**Text excerpt**.
━━━━
URL: http://svn.apache.org/r1501827
Log:
* modules/metadata/mod_unique_id.c: Replace use of hostname + pid with
  PRNG output.

Submitted by: Jan Kaluza <jkaluza redhat.com>
Reviewed by: sf, jorton

Modified:
    httpd/httpd/trunk/CHANGES
    httpd/httpd/trunk/modules/metadata/mod_unique_id.c

Modified: httpd/httpd/trunk/CHANGES
URL: http://svn.apache.org/viewvc/httpd/httpd/trunk/CHANGES?rev=1501827&r1=1501826&r2=1501827&view=diff
==============================================================================
--- httpd/httpd/trunk/CHANGES [utf-8] (original)
━━━━
**Data**.
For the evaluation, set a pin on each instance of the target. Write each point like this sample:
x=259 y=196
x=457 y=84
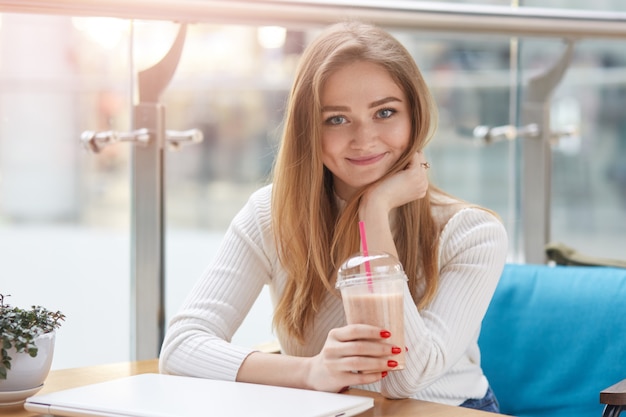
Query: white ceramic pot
x=27 y=373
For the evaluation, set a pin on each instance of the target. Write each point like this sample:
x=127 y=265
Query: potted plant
x=26 y=348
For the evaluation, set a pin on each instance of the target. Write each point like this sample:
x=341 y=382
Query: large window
x=65 y=211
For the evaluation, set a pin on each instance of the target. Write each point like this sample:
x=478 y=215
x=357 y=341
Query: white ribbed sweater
x=443 y=360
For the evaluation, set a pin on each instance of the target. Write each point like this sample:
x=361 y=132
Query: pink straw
x=368 y=268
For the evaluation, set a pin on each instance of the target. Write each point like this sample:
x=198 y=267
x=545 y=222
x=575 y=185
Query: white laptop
x=157 y=395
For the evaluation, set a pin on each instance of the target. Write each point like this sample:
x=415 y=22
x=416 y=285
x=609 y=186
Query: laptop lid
x=157 y=395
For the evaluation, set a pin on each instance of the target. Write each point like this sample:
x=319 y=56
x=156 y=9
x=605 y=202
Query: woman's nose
x=362 y=135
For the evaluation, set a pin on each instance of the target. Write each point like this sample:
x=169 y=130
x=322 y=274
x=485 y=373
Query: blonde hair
x=312 y=236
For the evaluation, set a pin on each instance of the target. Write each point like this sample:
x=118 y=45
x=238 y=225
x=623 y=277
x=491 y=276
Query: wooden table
x=70 y=378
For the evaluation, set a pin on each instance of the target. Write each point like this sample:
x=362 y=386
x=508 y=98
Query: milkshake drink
x=373 y=293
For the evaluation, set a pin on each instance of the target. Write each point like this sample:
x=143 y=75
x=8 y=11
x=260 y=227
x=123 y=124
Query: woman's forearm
x=275 y=369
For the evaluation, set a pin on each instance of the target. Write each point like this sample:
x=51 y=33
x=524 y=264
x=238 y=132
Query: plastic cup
x=372 y=290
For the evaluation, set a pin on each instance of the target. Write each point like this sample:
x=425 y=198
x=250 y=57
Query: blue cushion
x=554 y=337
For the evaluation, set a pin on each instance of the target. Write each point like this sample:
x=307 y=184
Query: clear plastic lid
x=376 y=265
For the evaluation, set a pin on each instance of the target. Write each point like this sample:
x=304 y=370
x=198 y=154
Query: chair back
x=554 y=337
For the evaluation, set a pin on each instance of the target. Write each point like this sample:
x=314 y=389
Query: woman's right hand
x=352 y=355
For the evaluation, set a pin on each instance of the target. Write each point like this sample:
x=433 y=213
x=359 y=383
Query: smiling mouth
x=366 y=160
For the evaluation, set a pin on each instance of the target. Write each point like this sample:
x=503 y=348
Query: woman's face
x=366 y=125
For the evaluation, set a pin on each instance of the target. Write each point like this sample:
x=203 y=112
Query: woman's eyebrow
x=335 y=108
x=384 y=101
x=371 y=105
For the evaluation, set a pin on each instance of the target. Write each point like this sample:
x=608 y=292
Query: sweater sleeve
x=197 y=342
x=472 y=253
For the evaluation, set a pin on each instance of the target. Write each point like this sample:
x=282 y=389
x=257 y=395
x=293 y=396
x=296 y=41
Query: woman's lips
x=366 y=160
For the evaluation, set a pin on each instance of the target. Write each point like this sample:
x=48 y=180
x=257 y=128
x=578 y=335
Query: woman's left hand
x=403 y=187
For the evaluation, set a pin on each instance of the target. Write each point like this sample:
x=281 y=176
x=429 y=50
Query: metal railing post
x=537 y=159
x=148 y=208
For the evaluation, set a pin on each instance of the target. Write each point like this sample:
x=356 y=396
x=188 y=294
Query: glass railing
x=71 y=219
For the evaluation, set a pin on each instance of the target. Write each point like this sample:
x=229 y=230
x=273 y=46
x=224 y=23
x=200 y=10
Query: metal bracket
x=96 y=141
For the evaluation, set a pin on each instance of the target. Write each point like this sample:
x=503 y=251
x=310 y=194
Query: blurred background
x=65 y=212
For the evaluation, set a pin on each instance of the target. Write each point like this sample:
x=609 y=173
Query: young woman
x=358 y=119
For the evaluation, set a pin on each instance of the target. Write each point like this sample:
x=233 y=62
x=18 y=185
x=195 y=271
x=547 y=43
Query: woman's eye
x=335 y=120
x=385 y=113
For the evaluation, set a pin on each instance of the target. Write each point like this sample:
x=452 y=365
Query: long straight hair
x=312 y=235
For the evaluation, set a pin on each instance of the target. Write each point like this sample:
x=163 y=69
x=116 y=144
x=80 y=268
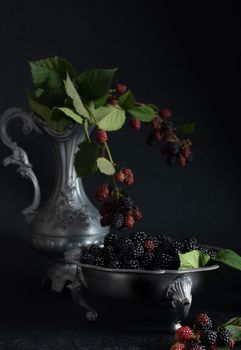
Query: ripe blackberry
x=165 y=113
x=129 y=221
x=209 y=338
x=111 y=239
x=151 y=139
x=172 y=160
x=149 y=245
x=178 y=346
x=109 y=254
x=88 y=259
x=164 y=261
x=132 y=264
x=167 y=126
x=184 y=334
x=117 y=220
x=139 y=236
x=106 y=219
x=203 y=322
x=114 y=264
x=137 y=251
x=147 y=260
x=137 y=214
x=95 y=250
x=126 y=204
x=173 y=148
x=103 y=192
x=211 y=252
x=100 y=261
x=190 y=244
x=224 y=337
x=135 y=123
x=119 y=176
x=101 y=136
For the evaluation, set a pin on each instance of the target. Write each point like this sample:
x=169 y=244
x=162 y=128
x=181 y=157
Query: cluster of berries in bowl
x=140 y=251
x=203 y=336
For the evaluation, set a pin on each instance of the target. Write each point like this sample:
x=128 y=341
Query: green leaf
x=229 y=257
x=86 y=158
x=193 y=260
x=73 y=94
x=110 y=118
x=144 y=113
x=55 y=121
x=94 y=83
x=105 y=166
x=186 y=128
x=127 y=100
x=49 y=73
x=154 y=107
x=235 y=331
x=235 y=321
x=71 y=114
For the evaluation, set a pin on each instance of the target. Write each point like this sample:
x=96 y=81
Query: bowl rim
x=71 y=256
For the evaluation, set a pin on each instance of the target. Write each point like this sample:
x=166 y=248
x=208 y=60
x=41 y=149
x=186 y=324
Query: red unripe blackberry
x=106 y=208
x=119 y=176
x=178 y=346
x=155 y=123
x=224 y=337
x=121 y=88
x=166 y=113
x=184 y=333
x=129 y=221
x=186 y=152
x=231 y=344
x=129 y=177
x=203 y=322
x=137 y=214
x=181 y=160
x=156 y=134
x=103 y=192
x=135 y=123
x=149 y=245
x=106 y=219
x=112 y=100
x=101 y=136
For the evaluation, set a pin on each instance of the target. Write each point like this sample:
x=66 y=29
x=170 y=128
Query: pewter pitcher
x=68 y=220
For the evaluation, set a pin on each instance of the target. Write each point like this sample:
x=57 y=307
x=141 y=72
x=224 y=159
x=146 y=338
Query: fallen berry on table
x=184 y=333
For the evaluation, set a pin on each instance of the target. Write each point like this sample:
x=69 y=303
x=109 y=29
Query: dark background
x=180 y=55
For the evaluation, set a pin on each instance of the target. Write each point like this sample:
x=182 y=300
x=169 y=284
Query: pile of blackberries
x=203 y=336
x=140 y=251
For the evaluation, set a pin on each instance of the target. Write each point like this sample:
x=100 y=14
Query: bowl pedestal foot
x=78 y=290
x=179 y=293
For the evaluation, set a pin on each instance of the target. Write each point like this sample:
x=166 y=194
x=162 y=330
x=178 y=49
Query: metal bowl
x=172 y=289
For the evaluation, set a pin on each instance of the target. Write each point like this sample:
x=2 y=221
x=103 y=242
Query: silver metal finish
x=170 y=288
x=179 y=291
x=68 y=220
━━━━
**Exercise requirements**.
a - In the commit log, what does the change to mod_unique_id.c use in place of hostname + pid?
b - Return everything in the commit log from "Submitted by: Jan" down to "httpd/httpd/trunk/CHANGES [utf-8] (original)".

**Answers given**.
a - PRNG output.

b -
Submitted by: Jan Kaluza <jkaluza redhat.com>
Reviewed by: sf, jorton

Modified:
    httpd/httpd/trunk/CHANGES
    httpd/httpd/trunk/modules/metadata/mod_unique_id.c

Modified: httpd/httpd/trunk/CHANGES
URL: http://svn.apache.org/viewvc/httpd/httpd/trunk/CHANGES?rev=1501827&r1=1501826&r2=1501827&view=diff
==============================================================================
--- httpd/httpd/trunk/CHANGES [utf-8] (original)